| Data section |

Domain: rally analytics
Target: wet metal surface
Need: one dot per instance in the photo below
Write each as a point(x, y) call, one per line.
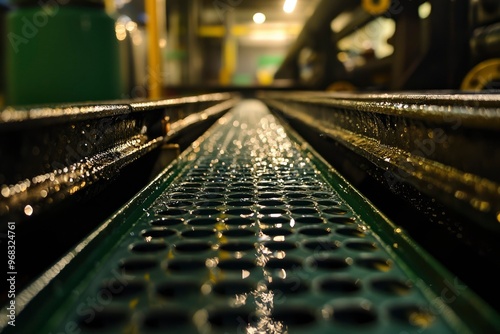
point(444, 145)
point(249, 232)
point(52, 153)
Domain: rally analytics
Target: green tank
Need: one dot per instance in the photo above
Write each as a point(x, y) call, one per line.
point(61, 51)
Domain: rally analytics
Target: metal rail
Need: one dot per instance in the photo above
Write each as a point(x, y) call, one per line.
point(249, 230)
point(443, 144)
point(52, 153)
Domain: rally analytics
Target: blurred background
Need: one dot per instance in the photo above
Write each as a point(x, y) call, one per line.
point(194, 46)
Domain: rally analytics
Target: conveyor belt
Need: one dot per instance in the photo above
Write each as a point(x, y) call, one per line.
point(249, 231)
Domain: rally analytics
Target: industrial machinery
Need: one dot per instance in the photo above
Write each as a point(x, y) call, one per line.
point(362, 198)
point(250, 228)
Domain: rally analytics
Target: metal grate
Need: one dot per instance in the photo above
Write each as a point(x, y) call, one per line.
point(249, 237)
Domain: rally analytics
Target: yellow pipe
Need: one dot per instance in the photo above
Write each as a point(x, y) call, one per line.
point(154, 63)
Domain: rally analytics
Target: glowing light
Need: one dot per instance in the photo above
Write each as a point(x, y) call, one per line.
point(259, 18)
point(289, 6)
point(424, 10)
point(28, 210)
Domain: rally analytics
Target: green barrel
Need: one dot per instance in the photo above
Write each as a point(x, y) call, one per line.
point(61, 51)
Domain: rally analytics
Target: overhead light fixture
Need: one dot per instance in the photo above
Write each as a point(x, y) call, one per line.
point(259, 18)
point(289, 6)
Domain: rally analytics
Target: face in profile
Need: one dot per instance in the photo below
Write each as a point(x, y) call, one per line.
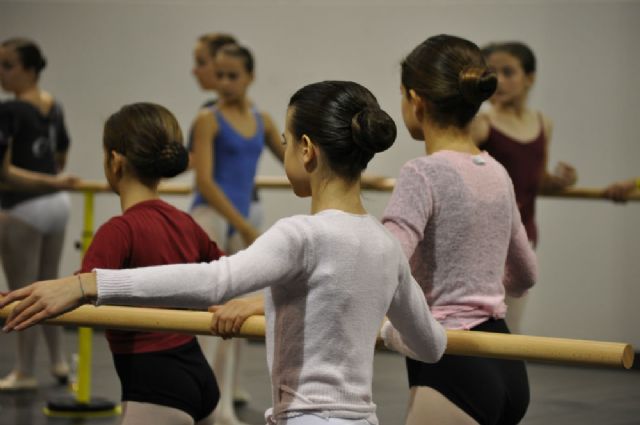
point(293, 163)
point(513, 82)
point(409, 117)
point(12, 74)
point(204, 68)
point(232, 77)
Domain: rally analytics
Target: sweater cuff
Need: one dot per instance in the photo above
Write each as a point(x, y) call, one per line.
point(112, 285)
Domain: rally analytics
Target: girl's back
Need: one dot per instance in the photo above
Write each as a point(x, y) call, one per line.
point(150, 233)
point(465, 220)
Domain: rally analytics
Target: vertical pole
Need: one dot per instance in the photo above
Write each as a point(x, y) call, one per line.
point(85, 335)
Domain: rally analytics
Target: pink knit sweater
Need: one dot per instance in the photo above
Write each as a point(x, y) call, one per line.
point(456, 218)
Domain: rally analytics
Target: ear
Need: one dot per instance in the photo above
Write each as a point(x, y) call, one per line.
point(417, 104)
point(308, 152)
point(116, 163)
point(530, 79)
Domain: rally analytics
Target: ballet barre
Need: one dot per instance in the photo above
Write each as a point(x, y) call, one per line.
point(380, 184)
point(465, 343)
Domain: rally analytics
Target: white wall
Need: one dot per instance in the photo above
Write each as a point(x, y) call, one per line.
point(104, 54)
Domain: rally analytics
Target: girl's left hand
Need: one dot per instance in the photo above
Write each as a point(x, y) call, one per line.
point(41, 301)
point(564, 175)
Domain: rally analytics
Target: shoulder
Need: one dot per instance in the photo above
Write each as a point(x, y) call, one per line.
point(547, 124)
point(205, 121)
point(426, 166)
point(266, 119)
point(205, 116)
point(119, 226)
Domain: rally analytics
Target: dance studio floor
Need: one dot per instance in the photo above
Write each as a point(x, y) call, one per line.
point(560, 395)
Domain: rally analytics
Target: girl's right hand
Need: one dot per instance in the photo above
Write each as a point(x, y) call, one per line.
point(65, 181)
point(619, 191)
point(41, 301)
point(249, 234)
point(564, 175)
point(228, 318)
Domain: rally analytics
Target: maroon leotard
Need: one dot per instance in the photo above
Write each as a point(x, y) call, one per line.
point(524, 161)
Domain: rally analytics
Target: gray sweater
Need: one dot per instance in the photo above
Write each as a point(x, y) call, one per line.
point(330, 279)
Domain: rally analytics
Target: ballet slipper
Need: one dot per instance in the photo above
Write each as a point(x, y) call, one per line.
point(15, 382)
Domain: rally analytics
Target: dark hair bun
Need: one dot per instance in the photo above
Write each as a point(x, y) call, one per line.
point(173, 160)
point(373, 130)
point(477, 84)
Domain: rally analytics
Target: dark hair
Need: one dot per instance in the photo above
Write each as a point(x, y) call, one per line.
point(451, 74)
point(215, 41)
point(149, 136)
point(344, 119)
point(518, 50)
point(241, 52)
point(31, 57)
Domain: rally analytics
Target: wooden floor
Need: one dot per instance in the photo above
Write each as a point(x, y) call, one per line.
point(560, 395)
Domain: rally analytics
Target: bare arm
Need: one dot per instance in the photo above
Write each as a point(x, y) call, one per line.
point(563, 176)
point(204, 132)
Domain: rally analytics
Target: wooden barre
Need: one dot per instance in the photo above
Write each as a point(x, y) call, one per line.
point(466, 343)
point(380, 184)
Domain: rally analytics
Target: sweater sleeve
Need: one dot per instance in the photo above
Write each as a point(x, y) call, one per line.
point(409, 208)
point(412, 330)
point(521, 265)
point(275, 258)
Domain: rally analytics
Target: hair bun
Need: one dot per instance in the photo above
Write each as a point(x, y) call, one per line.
point(373, 130)
point(172, 161)
point(477, 84)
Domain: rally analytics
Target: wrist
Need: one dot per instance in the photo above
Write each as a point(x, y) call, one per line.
point(88, 286)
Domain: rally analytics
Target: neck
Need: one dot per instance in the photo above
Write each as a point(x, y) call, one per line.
point(132, 192)
point(336, 193)
point(30, 93)
point(240, 105)
point(449, 138)
point(518, 107)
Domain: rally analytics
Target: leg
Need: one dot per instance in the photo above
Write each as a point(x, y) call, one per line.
point(136, 413)
point(428, 406)
point(51, 253)
point(209, 420)
point(225, 357)
point(21, 247)
point(224, 368)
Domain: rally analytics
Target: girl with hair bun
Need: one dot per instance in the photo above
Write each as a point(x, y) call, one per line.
point(326, 293)
point(142, 144)
point(34, 147)
point(518, 137)
point(455, 215)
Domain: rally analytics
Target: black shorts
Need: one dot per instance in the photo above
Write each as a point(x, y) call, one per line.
point(179, 377)
point(491, 391)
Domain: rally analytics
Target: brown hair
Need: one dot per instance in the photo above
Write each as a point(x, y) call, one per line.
point(345, 120)
point(149, 136)
point(29, 53)
point(518, 50)
point(216, 40)
point(451, 74)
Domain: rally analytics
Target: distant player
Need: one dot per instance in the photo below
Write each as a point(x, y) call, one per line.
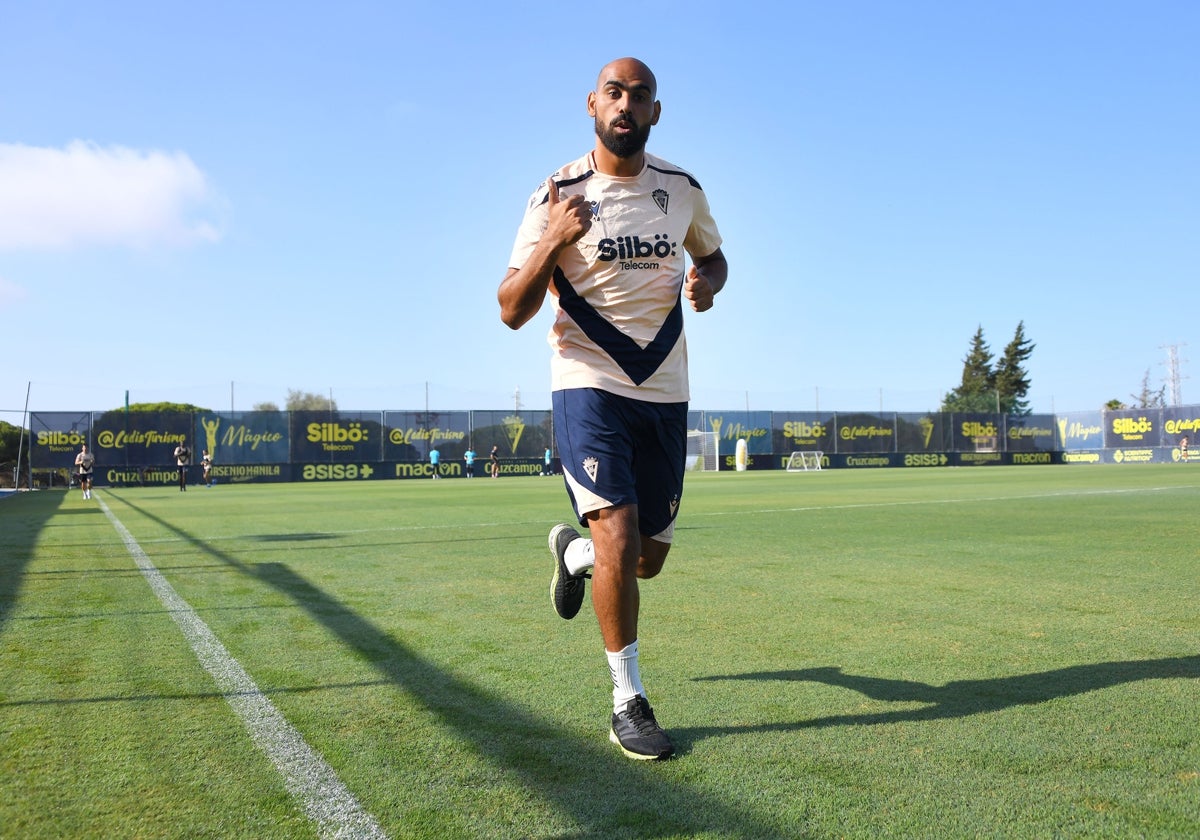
point(607, 238)
point(183, 457)
point(85, 462)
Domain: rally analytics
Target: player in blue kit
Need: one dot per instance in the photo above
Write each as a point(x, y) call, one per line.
point(607, 237)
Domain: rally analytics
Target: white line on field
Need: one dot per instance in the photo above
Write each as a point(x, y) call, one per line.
point(309, 778)
point(693, 514)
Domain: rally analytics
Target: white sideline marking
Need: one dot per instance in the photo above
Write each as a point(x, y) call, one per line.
point(309, 778)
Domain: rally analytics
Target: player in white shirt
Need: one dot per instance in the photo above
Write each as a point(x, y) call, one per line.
point(607, 237)
point(85, 462)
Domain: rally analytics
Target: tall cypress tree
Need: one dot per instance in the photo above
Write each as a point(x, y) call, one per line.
point(1011, 378)
point(977, 391)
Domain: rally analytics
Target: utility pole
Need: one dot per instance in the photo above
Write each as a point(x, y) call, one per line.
point(1173, 373)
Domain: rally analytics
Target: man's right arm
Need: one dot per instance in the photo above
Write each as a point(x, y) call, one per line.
point(523, 289)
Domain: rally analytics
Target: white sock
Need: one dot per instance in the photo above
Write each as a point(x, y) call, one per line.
point(580, 556)
point(627, 683)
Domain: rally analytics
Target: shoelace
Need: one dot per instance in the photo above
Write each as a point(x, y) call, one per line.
point(642, 718)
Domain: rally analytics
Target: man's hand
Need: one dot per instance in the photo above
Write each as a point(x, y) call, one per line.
point(569, 220)
point(697, 291)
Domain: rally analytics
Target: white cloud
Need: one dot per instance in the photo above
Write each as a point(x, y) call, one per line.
point(85, 195)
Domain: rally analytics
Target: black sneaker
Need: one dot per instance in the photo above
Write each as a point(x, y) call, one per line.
point(637, 733)
point(565, 589)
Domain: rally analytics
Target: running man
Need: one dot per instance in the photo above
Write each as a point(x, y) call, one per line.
point(607, 237)
point(85, 463)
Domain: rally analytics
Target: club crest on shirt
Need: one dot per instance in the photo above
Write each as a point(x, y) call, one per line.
point(591, 466)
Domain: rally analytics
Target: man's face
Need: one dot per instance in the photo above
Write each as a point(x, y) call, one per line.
point(624, 109)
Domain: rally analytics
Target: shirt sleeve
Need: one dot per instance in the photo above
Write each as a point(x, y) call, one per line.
point(533, 226)
point(702, 238)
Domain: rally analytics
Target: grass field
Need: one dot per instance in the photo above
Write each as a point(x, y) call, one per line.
point(989, 652)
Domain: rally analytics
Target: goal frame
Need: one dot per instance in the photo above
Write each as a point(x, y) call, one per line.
point(804, 461)
point(703, 450)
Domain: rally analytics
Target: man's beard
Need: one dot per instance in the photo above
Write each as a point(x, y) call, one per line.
point(623, 145)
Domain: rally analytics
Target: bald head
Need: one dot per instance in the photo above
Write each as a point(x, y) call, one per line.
point(628, 70)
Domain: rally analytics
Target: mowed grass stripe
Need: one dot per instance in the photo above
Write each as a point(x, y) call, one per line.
point(978, 652)
point(307, 777)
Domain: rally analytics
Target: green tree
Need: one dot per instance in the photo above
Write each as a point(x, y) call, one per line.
point(1009, 377)
point(303, 401)
point(977, 391)
point(166, 407)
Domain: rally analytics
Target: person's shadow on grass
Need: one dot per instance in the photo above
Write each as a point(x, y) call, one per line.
point(959, 699)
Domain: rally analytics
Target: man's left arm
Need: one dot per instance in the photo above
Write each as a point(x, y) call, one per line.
point(705, 279)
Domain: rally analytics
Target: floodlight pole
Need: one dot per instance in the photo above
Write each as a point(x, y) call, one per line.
point(21, 442)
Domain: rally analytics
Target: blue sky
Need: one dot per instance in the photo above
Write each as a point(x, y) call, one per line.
point(216, 203)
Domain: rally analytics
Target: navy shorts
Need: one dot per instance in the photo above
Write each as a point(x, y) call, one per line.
point(618, 451)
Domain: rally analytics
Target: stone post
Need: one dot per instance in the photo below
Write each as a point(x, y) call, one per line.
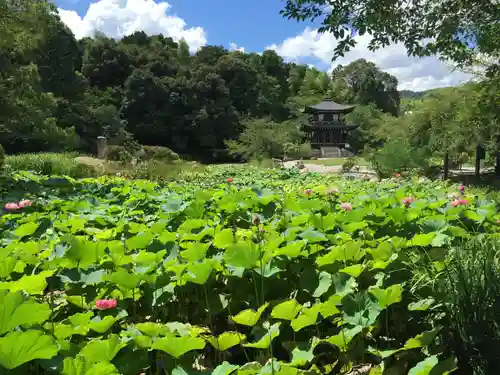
point(102, 145)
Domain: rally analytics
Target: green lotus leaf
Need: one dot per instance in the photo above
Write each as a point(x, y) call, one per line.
point(425, 367)
point(267, 337)
point(354, 270)
point(199, 273)
point(17, 348)
point(125, 279)
point(287, 310)
point(26, 229)
point(250, 368)
point(17, 311)
point(242, 254)
point(423, 239)
point(195, 251)
point(344, 337)
point(31, 284)
point(139, 241)
point(101, 325)
point(102, 350)
point(306, 318)
point(421, 305)
point(249, 317)
point(225, 368)
point(224, 238)
point(153, 329)
point(178, 346)
point(291, 250)
point(361, 309)
point(389, 296)
point(226, 340)
point(80, 366)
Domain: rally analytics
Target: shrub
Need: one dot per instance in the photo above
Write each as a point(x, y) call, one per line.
point(158, 153)
point(118, 153)
point(471, 290)
point(264, 138)
point(2, 158)
point(349, 164)
point(63, 164)
point(398, 156)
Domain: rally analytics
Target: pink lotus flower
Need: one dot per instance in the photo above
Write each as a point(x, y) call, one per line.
point(408, 201)
point(105, 304)
point(460, 202)
point(12, 206)
point(346, 206)
point(25, 203)
point(330, 191)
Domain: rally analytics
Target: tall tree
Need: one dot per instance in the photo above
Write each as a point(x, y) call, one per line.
point(429, 27)
point(361, 82)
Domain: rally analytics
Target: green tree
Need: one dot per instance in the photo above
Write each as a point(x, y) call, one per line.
point(361, 82)
point(430, 27)
point(264, 138)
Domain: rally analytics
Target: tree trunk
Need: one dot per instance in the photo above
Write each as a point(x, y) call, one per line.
point(446, 166)
point(497, 165)
point(477, 170)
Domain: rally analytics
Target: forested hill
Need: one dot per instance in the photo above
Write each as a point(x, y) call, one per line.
point(59, 93)
point(409, 94)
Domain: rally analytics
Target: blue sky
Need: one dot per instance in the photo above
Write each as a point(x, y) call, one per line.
point(252, 25)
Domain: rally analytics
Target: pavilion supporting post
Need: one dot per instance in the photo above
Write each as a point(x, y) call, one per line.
point(497, 157)
point(497, 164)
point(477, 167)
point(446, 169)
point(102, 146)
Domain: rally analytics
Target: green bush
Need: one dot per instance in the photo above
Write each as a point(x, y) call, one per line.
point(2, 158)
point(349, 164)
point(471, 291)
point(63, 164)
point(264, 138)
point(158, 153)
point(118, 153)
point(399, 156)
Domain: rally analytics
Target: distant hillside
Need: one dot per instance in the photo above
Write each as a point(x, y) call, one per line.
point(408, 94)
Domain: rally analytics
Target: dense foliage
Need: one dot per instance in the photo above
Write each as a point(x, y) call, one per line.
point(259, 272)
point(59, 93)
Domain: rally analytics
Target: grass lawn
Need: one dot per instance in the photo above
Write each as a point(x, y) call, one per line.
point(334, 161)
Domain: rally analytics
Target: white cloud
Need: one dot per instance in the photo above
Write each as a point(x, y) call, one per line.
point(234, 47)
point(118, 18)
point(412, 73)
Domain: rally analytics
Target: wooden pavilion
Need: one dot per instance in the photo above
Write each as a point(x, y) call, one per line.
point(327, 126)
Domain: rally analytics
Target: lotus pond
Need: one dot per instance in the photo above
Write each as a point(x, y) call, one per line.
point(265, 274)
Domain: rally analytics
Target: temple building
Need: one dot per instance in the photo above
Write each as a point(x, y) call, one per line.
point(327, 128)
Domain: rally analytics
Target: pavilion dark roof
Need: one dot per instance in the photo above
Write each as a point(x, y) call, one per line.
point(329, 106)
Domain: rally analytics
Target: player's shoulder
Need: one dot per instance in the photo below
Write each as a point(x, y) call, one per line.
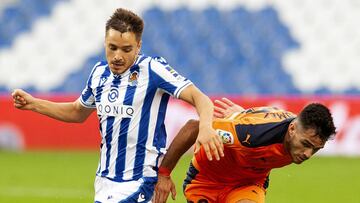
point(98, 67)
point(262, 126)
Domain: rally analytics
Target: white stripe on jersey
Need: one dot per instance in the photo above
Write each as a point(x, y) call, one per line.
point(131, 144)
point(150, 159)
point(133, 131)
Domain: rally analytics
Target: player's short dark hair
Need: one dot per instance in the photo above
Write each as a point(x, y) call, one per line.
point(124, 20)
point(318, 117)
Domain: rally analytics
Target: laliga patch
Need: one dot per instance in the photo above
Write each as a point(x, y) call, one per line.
point(226, 137)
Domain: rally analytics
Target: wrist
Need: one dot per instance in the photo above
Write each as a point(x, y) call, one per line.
point(164, 171)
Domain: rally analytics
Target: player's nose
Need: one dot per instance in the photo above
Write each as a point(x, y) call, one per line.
point(308, 153)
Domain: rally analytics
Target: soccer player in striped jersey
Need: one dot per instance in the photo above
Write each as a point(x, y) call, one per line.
point(130, 93)
point(255, 141)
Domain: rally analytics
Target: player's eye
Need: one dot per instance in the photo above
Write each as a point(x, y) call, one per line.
point(127, 50)
point(305, 144)
point(112, 47)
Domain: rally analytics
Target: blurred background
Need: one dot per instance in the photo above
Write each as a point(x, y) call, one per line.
point(255, 52)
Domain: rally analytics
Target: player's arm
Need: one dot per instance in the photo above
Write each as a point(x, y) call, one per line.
point(68, 112)
point(207, 137)
point(182, 142)
point(225, 107)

| Required task |
Reproduce the items word for word, from their first line through the line containing "point(232, 77)", with both ends included. Leave the pictures out.

| Exercise output |
Domain: rally analytics
Target: wet metal surface
Need: one dot per instance in the photo below
Write each as a point(x, y) call, one per line.
point(444, 145)
point(249, 232)
point(52, 153)
Domain: rally analytics
Target: green tank
Need: one dot per instance in the photo above
Write each as a point(x, y) call, one per line.
point(61, 51)
Domain: rally analytics
Target: metal rail
Need: one dot per instance in the photo above
Write each as a point(x, y) call, one per line.
point(249, 230)
point(443, 144)
point(52, 153)
Domain: rally analytics
Target: blurred background
Need: one dot per instance in the photo above
Write each as a point(x, y) call, one per line.
point(194, 46)
Domain: rally analytics
Target: conveyor belt
Need: one dot per instance in the photo above
Write each as a point(x, y) call, one per line.
point(249, 231)
Domain: rally analytics
Target: industrial machinery
Need: one dot per instance in the photo above
Write each as a point(x, y) call, one per line.
point(362, 198)
point(250, 228)
Domain: rally analytics
Target: metal grate
Need: one dot per instance in the photo above
Write each as a point(x, y) call, one per line.
point(249, 237)
Domain: rally analytics
Target: yellow pipe
Need: one dot per instance in the photo above
Write each as a point(x, y) call, one per line.
point(154, 63)
Domain: rally analytics
Target: glowing light
Need: one dot per instance in the photo above
Write each as a point(x, y) call, one per line.
point(259, 18)
point(289, 6)
point(424, 10)
point(28, 210)
Domain: rally analytics
Target: green barrel
Need: one dot per instance in the photo above
Write each as a point(x, y) call, one per line.
point(61, 51)
Domain: rally analytics
Target: overhead light fixture
Need: one dot per instance in the photo above
Write each as a point(x, y) call, one per line.
point(259, 18)
point(289, 6)
Domain: rally analytics
Target: face in profile
Need: one dot per instance in the photo below
Write each as a point(x, y) call, one per line.
point(293, 163)
point(513, 82)
point(409, 117)
point(12, 74)
point(204, 68)
point(232, 77)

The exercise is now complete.